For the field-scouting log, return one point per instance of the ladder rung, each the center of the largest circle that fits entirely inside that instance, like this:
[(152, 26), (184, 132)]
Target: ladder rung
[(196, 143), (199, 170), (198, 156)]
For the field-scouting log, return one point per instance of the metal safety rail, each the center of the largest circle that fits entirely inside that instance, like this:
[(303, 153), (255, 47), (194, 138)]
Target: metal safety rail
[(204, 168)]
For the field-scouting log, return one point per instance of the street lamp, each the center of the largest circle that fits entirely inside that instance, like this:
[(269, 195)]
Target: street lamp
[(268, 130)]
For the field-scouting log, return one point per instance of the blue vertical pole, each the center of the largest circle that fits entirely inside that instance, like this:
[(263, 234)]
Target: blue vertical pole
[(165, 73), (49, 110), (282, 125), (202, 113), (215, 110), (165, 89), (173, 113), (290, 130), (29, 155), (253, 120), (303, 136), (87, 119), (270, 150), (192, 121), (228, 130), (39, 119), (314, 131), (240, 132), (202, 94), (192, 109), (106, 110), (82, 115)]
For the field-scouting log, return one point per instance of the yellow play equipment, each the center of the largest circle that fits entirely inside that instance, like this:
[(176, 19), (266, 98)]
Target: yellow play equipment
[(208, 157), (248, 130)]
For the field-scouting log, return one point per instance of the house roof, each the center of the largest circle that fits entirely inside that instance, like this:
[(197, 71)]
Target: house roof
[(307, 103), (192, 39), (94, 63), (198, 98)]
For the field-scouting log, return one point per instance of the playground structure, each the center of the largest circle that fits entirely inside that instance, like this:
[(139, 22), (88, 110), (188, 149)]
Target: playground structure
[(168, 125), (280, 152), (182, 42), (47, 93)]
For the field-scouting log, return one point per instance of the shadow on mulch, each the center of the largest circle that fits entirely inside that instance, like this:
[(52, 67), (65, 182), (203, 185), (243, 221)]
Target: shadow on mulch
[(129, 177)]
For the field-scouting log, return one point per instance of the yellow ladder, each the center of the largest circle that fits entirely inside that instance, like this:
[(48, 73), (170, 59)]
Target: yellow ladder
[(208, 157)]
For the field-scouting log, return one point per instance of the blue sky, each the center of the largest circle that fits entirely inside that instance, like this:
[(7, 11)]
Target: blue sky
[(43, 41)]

====

- [TASK DESCRIPTION] Rewrite all of the entries above as a numbered list, omitting any blank lines.

- [OUTPUT OF THE TASK]
1. For the field-scouting log, return one point per instance of the ladder rung, each the center of the largest circle that fits entirely inside that instance, like this:
2. [(152, 26), (184, 132)]
3. Target: ladder rung
4. [(196, 143), (199, 170), (198, 156)]
5. For the field-scouting log, return one point per instance of the metal safety rail, each the center of the largest circle that fits entirely inside that instance, like this:
6. [(303, 153), (255, 47), (194, 138)]
7. Target: metal safety rail
8. [(204, 168)]
9. For the field-scouting log, return one point per instance of the street lamp, each the center of the largest circle that fits entirely inside that instance, like this:
10. [(269, 195)]
11. Target: street lamp
12. [(268, 130)]
13. For the field-scouting log, return one point per instance of the blue vertical pole, each the center of the largest circle that fits entirely inside that instance, like this:
14. [(263, 234)]
15. Target: blue vertical pole
16. [(165, 73), (49, 110), (282, 125), (202, 113), (215, 110), (165, 89), (173, 113), (290, 130), (29, 155), (253, 120), (303, 136), (87, 119), (270, 150), (192, 121), (228, 130), (39, 119), (314, 131), (240, 132), (202, 94), (192, 109), (106, 110), (82, 115)]
17. For the field-scouting log, return one point per instance of the yellow play equipment, each the center of the largest circle that fits entirely inside that instance, like this:
18. [(176, 19), (266, 98)]
19. Target: yellow play equipment
20. [(208, 157), (248, 130)]
21. For the field-scouting log, return one point per instance of the house roof, each the center of the largest circle that fits entirely inside that instance, like this:
22. [(197, 71)]
23. Target: house roof
24. [(307, 103), (192, 39), (94, 63), (198, 98)]
25. For the field-scouting log, return one point per instance of the playground structure, each the center of the largest circle that fits entirely inside that instance, like this:
26. [(139, 22), (88, 110), (188, 149)]
27. Target: playground structure
28. [(168, 125), (280, 152), (182, 42), (47, 93)]
29. For the field-scouting log, return one point per instance of the shadow on mulch, each the center of the largest circle that fits entirely inside that instance, like this:
30. [(52, 67), (65, 182), (203, 185), (243, 221)]
31. Target: shadow on mulch
32. [(129, 177)]
33. For the field-scouting log, return one point per instance of the yellow ladder, each the center of the largest circle that fits entirely inside that instance, like this:
34. [(48, 73), (170, 59)]
35. Target: yellow ladder
36. [(208, 157)]
37. For the field-scouting log, return one point per instance of the blue sky, each the center of the largest circle that fits entirely inside that instance, like this:
38. [(7, 11)]
39. Target: blue sky
40. [(43, 41)]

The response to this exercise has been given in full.